# SHORT EXERCISE
Transcribe the passage of the Kafka mailing-list thread below from "Makes sense. Thanks" to "smoother operation.", keeping every word and punctuation mark as it stands.

# SELECTED EXCERPT
-- begin --
Re: How many partition can one single machine handle in Kafka?

2014-10-22 Thread Neha Narkhede
In my experience, RAID 10 doesn't really provide value in the presence of
replication. When a disk fails, the RAID resync process is so I/O intensive
that it renders the broker useless until it completes. When this happens,
you actually have to take the broker out of rotation and move the leaders
off of it to prevent it from serving requests in a degraded state. You
might as well shutdown the broker, delete the broker's data and let it
catch up from the leader.

On Wed, Oct 22, 2014 at 11:20 AM, Gwen Shapira gshap...@cloudera.com
wrote:

 Makes sense. Thanks :)

 On Wed, Oct 22, 2014 at 11:10 AM, Jonathan Weeks
 jonathanbwe...@gmail.com wrote:
  There are various costs when a broker fails, including broker leader
 election for each partition, etc., as well as exposing possible issues for
 in-flight messages, and client rebalancing etc.
 
  So even though replication provides partition redundancy, RAID 10 on
 each broker is usually a good tradeoff to prevent the typical most common
 cause of broker server failure (e.g. disk failure) as well, and overall
 smoother operation.
-- end --
# DATASET CONTENT
-- begin --
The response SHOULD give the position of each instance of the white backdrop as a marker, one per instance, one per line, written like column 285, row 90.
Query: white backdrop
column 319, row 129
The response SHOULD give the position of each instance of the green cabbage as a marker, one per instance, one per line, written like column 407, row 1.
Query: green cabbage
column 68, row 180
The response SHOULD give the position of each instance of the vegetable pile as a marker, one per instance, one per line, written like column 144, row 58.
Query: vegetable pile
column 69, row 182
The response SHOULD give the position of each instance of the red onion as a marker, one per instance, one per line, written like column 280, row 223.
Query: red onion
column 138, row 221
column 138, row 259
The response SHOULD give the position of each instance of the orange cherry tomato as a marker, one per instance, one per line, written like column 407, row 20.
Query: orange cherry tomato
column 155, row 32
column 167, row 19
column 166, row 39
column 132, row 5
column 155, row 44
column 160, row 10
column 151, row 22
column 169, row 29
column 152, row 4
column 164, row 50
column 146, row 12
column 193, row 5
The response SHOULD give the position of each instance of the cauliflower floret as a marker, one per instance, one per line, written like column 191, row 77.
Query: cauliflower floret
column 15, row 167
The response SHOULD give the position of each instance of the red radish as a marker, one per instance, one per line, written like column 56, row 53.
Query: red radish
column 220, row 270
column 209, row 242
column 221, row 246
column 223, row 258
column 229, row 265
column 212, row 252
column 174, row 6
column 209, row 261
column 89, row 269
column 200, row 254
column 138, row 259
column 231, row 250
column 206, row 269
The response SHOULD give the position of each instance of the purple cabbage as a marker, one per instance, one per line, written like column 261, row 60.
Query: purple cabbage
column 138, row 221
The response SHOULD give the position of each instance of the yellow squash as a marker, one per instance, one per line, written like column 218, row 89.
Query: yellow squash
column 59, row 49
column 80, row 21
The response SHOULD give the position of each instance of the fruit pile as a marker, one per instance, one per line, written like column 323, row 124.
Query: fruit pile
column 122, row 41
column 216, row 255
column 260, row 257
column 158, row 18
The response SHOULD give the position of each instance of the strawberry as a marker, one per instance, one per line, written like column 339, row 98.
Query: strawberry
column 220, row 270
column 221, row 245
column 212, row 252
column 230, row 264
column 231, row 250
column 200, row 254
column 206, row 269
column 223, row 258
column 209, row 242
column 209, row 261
-- end --
# ANSWER TO THIS PROBLEM
Makes sense. Thanks :)

 On Wed, Oct 22, 2014 at 11:10 AM, Jonathan Weeks
 jonathanbwe...@gmail.com wrote:
  There are various costs when a broker fails, including broker leader
 election for each partition, etc., as well as exposing possible issues for
 in-flight messages, and client rebalancing etc.
 
  So even though replication provides partition redundancy, RAID 10 on
 each broker is usually a good tradeoff to prevent the typical most common
 cause of broker server failure (e.g. disk failure) as well, and overall
 smoother operation.